• Requirements: Only the lines from the line holding "Teacher note: indicate the red wine" through the final line of the entries below are to be returned, exactly as they stand.

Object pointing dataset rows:
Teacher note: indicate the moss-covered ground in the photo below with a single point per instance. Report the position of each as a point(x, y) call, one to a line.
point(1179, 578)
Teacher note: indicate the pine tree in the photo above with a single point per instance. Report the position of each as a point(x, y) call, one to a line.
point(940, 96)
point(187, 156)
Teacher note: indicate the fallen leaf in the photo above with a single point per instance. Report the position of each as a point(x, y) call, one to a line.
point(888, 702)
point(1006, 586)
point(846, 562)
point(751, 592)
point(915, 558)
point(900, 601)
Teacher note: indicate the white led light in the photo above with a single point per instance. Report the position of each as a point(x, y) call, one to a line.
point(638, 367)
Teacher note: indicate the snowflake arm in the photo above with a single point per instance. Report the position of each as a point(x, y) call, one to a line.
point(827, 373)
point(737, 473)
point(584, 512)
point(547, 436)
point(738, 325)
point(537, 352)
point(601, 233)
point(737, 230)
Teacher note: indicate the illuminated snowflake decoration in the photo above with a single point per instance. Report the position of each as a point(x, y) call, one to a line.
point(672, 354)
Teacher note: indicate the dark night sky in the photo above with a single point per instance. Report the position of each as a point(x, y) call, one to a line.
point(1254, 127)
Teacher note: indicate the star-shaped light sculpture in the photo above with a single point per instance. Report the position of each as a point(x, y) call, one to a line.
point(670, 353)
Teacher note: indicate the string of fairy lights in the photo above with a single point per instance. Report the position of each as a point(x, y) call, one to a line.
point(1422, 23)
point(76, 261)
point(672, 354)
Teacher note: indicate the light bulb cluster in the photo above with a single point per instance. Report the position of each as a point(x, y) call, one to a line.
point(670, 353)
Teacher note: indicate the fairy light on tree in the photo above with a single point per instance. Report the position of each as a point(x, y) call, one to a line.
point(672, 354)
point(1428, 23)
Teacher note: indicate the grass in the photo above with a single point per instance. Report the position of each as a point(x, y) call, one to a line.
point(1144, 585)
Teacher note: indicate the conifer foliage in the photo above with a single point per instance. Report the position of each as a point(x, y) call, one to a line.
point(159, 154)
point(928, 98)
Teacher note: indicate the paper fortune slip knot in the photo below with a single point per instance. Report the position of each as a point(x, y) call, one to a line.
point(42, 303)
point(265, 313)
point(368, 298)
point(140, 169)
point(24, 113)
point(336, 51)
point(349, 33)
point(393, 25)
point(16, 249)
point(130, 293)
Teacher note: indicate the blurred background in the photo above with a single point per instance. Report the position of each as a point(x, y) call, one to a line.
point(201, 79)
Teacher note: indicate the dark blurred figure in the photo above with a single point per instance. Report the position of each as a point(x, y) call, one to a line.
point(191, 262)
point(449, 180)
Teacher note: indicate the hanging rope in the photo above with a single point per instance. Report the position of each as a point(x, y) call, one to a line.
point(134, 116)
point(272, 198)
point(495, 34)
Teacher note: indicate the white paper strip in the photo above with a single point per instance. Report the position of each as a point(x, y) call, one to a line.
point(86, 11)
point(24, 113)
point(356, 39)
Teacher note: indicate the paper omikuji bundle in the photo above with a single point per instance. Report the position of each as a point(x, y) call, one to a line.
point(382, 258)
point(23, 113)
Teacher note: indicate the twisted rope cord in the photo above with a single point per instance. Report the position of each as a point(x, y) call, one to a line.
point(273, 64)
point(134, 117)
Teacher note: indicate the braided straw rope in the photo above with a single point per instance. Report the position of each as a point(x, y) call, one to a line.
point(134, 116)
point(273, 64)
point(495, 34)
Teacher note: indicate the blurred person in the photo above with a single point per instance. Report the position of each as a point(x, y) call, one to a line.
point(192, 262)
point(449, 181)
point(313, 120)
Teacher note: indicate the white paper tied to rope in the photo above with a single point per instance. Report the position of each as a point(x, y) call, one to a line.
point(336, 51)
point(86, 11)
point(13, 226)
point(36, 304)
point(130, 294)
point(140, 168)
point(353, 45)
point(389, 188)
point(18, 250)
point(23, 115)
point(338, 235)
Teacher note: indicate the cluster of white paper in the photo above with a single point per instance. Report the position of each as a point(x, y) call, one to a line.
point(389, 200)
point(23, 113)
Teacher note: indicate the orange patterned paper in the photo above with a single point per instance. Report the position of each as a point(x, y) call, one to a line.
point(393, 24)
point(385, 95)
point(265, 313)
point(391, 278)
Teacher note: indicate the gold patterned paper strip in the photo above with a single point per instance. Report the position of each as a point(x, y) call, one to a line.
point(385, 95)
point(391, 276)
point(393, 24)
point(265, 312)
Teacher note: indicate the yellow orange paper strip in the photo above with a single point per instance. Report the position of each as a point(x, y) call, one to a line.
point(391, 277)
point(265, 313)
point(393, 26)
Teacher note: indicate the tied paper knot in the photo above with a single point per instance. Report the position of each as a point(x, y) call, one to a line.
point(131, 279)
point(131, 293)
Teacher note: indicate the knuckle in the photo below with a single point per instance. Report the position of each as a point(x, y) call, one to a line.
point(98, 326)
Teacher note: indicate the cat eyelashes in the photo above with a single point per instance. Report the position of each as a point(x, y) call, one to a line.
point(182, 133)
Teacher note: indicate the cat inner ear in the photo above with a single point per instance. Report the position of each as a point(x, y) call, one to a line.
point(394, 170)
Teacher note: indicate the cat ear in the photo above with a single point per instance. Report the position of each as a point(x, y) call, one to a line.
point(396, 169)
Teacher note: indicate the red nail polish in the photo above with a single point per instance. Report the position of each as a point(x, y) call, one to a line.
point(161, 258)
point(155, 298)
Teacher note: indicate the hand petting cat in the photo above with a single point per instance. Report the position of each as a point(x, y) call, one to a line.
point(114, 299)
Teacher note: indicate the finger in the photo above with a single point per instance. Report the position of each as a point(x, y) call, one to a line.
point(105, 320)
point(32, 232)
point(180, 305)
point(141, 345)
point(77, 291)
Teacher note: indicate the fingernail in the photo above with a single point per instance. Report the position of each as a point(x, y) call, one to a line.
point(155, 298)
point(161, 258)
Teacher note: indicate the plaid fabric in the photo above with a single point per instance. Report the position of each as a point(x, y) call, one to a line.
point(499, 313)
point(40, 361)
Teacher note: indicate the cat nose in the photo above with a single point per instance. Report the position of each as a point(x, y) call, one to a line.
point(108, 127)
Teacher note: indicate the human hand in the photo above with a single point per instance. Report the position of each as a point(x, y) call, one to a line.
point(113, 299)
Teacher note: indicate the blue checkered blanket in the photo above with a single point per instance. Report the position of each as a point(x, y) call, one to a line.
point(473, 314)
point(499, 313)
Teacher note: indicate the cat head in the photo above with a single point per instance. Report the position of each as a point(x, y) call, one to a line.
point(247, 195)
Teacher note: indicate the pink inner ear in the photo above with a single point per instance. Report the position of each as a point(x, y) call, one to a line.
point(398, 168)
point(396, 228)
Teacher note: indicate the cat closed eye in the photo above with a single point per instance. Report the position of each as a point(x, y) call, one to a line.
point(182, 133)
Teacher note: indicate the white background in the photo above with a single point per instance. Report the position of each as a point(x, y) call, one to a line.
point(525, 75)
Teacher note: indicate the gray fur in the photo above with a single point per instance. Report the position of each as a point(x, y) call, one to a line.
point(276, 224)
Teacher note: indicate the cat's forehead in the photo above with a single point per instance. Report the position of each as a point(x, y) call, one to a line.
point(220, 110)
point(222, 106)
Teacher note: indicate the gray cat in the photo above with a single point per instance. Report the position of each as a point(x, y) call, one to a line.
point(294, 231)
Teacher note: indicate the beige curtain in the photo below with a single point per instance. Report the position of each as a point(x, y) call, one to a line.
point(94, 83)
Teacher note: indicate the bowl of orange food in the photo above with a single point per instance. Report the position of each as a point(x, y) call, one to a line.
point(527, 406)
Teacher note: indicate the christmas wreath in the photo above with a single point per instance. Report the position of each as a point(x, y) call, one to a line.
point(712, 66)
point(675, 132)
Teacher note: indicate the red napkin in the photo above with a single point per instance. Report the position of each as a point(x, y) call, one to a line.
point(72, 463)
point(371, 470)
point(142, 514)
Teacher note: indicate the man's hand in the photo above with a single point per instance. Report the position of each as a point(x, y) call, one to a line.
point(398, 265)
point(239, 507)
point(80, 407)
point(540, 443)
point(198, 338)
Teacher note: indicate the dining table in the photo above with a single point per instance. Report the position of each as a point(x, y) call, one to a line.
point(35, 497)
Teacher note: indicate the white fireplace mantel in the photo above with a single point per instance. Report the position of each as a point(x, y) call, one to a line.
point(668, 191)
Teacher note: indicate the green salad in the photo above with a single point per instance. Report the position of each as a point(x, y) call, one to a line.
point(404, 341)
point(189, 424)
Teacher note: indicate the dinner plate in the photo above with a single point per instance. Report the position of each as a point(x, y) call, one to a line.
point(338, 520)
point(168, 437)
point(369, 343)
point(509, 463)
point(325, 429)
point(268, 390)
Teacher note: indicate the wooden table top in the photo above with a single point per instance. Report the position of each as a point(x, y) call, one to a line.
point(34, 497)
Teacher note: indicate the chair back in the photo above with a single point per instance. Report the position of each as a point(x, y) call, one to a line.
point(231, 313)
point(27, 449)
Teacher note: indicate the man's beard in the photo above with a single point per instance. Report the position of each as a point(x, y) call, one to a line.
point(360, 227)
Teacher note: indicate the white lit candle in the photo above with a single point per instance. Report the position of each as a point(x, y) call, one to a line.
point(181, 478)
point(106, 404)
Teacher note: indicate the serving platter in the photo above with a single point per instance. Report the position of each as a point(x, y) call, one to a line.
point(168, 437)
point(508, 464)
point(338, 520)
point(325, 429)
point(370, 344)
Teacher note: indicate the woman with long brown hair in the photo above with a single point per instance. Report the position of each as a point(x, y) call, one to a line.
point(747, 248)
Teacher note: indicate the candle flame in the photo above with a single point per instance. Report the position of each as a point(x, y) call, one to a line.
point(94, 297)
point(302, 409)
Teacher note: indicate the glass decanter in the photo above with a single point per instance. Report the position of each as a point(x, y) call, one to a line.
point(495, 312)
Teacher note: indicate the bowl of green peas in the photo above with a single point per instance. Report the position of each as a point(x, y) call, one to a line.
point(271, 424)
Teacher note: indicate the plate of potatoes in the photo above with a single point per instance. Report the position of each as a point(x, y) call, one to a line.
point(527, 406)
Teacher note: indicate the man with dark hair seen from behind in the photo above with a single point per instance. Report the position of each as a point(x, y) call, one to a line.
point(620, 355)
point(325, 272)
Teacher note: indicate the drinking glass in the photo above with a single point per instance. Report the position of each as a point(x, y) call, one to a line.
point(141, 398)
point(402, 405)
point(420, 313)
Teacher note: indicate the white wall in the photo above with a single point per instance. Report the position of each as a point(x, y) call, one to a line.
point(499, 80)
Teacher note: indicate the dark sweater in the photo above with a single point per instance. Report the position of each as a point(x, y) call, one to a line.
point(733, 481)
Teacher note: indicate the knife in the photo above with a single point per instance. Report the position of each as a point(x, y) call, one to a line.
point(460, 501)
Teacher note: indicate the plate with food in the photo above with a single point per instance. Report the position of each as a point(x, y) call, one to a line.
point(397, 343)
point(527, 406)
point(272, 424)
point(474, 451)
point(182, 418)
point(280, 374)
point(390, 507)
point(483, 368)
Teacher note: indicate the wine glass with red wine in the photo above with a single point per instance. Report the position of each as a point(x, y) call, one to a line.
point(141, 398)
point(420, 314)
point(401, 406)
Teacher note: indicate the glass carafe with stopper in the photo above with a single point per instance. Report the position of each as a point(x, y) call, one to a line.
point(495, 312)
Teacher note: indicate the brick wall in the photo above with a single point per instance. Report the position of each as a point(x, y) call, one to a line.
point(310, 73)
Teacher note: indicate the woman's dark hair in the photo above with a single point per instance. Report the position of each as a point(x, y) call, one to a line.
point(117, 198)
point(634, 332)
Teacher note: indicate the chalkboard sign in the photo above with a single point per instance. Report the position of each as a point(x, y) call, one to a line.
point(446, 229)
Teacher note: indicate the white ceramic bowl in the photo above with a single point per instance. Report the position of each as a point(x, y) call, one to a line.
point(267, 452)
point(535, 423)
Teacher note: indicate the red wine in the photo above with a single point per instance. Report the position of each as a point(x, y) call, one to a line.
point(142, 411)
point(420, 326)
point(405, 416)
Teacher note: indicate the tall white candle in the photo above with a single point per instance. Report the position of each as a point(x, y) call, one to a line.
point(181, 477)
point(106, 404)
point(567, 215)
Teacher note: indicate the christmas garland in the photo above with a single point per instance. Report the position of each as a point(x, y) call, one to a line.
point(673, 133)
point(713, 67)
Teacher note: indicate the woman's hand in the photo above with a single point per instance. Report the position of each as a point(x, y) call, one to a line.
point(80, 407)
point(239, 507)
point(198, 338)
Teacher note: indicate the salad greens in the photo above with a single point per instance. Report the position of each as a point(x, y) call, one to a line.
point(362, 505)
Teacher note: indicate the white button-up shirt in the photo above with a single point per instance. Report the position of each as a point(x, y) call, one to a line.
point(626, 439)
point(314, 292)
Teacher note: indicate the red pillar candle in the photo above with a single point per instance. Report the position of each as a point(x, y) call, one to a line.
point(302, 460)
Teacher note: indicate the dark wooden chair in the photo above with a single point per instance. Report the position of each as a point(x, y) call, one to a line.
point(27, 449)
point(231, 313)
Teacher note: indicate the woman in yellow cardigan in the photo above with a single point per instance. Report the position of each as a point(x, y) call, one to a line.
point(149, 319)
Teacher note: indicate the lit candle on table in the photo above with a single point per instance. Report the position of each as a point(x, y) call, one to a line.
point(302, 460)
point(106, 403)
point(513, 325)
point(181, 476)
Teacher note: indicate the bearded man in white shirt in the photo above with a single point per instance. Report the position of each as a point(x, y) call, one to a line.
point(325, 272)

• Response:
Teacher note: indicate the red wine in the photo above with a single point per instance. Report the position of each as a point(x, y) call, one to a line.
point(142, 411)
point(420, 326)
point(405, 416)
Teacher note: indicate the tall white candle in the photo above with a single point per instance. Report the position of each as a point(x, y) call, one to a line.
point(181, 477)
point(106, 404)
point(567, 215)
Teacher note: indicate the christmas garland in the photo above with a single point per instance. Report the position of each as a point(x, y) call, one to a line.
point(673, 133)
point(713, 67)
Teacher note: indicate the woman's hand in the photo above with a single point per instance. Report the position of each as a point(x, y) call, one to a line.
point(80, 407)
point(239, 507)
point(198, 338)
Teacher note: indicate the salad greens in the photo above with a single point per instance. Report the position of each as a point(x, y) call, one to a line.
point(362, 505)
Teacher note: indicate the white button-up shirt in the photo above with a single point per instance. Report the position of each as a point(x, y) call, one to a line.
point(626, 439)
point(314, 292)
Teacher note: indicate the red pillar candle in the photo above with a single point per instance. Report the position of each as a point(x, y) call, one to a line.
point(302, 460)
Teacher note: indicate the dark wooden chair in the photo above with a single point per instance. Report the position of each as a point(x, y) call, one to a line.
point(27, 449)
point(231, 313)
Teacher note: indicate the woman in yellow cardigan in the photo above with a single point per instance. Report the position of each as a point(x, y) call, one to a line.
point(149, 319)
Teacher note: indicate the lit candle on table in the photo above with a single point per instance. Report the position of each as a point(x, y) call, one to a line.
point(302, 460)
point(106, 403)
point(513, 325)
point(181, 476)
Teacher note: indicate the bearded man in white shirt in the photo above with a single point per instance. Report the position of each as a point(x, y) call, one to a line.
point(325, 272)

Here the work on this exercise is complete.